Texte fourni:
· · · · · · ·
Cela fait des années que la vitamine E et le bêta-carotène ou pro-vitamine A nourrissent bien des espoirs en matière de prévention des affections, notamment dans le domaine cardiovasculaire. Leur propriété antioxydante et leur caractère liposoluble leur confère la capacité à freiner l'oxydation du cholestérol LDL, un mécanisme par lequel ils contribueraient à lutter contre l'athérosclérose, donc les maladies cardiovasculaires. Mais jusqu'à présent, hormis les constats émanant de l'épidémiologie où vitamine E et/ou bêta-carotène ont été associées à une survenue plus faible d'évènements cardiovasculaires, les études cliniques ont apporté des résultats très mitigés.
Pour faire le point sur ce sujet, Marc S Penn, de la Cleveland Clinic Foundation, aux Etats-Unis, et ses collègues ont effectué une méta-analyse sur base des grands travaux effectués à ce jour. Ils ont pris en compte les données concernant 7 études randomisées pour la supplémentation en vitamine E et portant sur un total de 81 788 patients et 8 études randomisées pour la supplémentation en bêta-carotène, regroupant 138 113 patients. La période de suivi s'étalait de 1,4 à 12 ans.
Fin de carrière ?
Résultats : la vitamine E n'apporte pas le moindre bénéfice par rapport à ceux qui n'en prennent pas, cela tant pour ce qui est de la mortalité cardiovasculaire que pour la mortalité toutes causes confondues ou encore pour la survenue d'accident vasculaire cérébral. C'est encore pire pour le bêta-carotène : celui-ci s'avère augmenter légèrement, mais de façon néanmoins significative, la mortalité totale et la mort d'origine cardiovasculaire.
· · · · · · ·
Marche à suivre: Rédigez la suite de l'article sur la vitamine E et le bêta-carotène, s'il vous plaît, en reprenant juste après sa dernière phrase.

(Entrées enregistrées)
· · · · · · ·
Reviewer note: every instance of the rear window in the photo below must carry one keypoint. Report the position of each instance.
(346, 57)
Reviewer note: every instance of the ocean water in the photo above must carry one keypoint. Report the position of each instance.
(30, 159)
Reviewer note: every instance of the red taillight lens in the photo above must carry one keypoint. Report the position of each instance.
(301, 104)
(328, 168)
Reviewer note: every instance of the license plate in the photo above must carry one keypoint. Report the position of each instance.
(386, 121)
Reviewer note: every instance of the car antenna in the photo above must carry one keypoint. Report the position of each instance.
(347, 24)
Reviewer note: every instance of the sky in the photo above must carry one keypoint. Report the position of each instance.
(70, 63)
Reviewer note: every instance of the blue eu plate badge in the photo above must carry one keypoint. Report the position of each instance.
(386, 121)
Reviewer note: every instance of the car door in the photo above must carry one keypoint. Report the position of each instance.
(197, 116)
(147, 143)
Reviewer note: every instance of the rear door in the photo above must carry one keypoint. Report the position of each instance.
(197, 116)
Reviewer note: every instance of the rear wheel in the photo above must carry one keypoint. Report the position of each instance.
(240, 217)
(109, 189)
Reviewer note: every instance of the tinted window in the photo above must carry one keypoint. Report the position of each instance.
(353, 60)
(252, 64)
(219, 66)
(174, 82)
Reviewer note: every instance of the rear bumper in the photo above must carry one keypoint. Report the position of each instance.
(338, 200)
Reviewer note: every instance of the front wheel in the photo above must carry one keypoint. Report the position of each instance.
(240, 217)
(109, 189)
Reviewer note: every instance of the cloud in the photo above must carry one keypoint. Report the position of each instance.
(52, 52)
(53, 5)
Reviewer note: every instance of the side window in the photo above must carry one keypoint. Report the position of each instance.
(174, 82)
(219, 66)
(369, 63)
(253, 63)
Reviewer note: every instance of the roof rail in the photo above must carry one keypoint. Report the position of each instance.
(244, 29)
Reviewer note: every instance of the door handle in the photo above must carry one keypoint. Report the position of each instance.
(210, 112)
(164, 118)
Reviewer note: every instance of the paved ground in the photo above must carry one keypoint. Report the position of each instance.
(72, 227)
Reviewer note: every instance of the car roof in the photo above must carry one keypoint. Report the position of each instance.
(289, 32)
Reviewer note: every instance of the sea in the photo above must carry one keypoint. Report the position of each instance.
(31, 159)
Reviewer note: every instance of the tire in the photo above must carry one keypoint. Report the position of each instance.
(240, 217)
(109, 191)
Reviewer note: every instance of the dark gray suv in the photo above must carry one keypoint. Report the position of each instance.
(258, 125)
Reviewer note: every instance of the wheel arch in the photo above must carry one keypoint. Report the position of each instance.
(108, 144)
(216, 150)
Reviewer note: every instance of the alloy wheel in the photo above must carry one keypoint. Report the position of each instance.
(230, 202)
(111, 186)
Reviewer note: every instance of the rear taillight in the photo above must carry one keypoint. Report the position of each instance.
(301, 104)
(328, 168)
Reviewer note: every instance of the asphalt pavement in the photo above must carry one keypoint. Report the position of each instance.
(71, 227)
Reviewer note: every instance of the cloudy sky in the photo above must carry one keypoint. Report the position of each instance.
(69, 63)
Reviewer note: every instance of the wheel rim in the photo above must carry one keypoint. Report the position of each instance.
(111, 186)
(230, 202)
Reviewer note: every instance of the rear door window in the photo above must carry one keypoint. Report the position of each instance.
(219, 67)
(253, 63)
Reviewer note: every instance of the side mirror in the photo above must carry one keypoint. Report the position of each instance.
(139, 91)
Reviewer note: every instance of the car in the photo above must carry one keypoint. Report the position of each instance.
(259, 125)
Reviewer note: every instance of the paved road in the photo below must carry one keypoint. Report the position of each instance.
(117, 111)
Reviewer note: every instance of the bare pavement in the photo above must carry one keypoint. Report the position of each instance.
· · · · · · ·
Résultat de la tâche:
Pour Marc S Penn, compte tenu des résultats de cette méta-analyse, l'utilisation de suppléments vitaminiques contenant du bêta-carotène et/ou de la vitamine A devrait être activement découragée. Les auteurs préconisent aussi purement et simplement l'arrêt des études clinique en cours qui utilisent du bêta-carotène. Ils s'opposent aussi à l'utilisation de la vitamine E en tant que traitement continu et plaident en faveur de son abandon dans les études à venir portant sur des patients à risque élevé de maladie coronarienne. Bref, une sorte de fin de carrière dans le domaine cardiovasculaire qui fera certainement des vagues.
Nicolas Guggenbühl
Diététicien Nutritionniste
Réf :
Vivekananthan DP et al. Lancet 2003;36 :2017-23.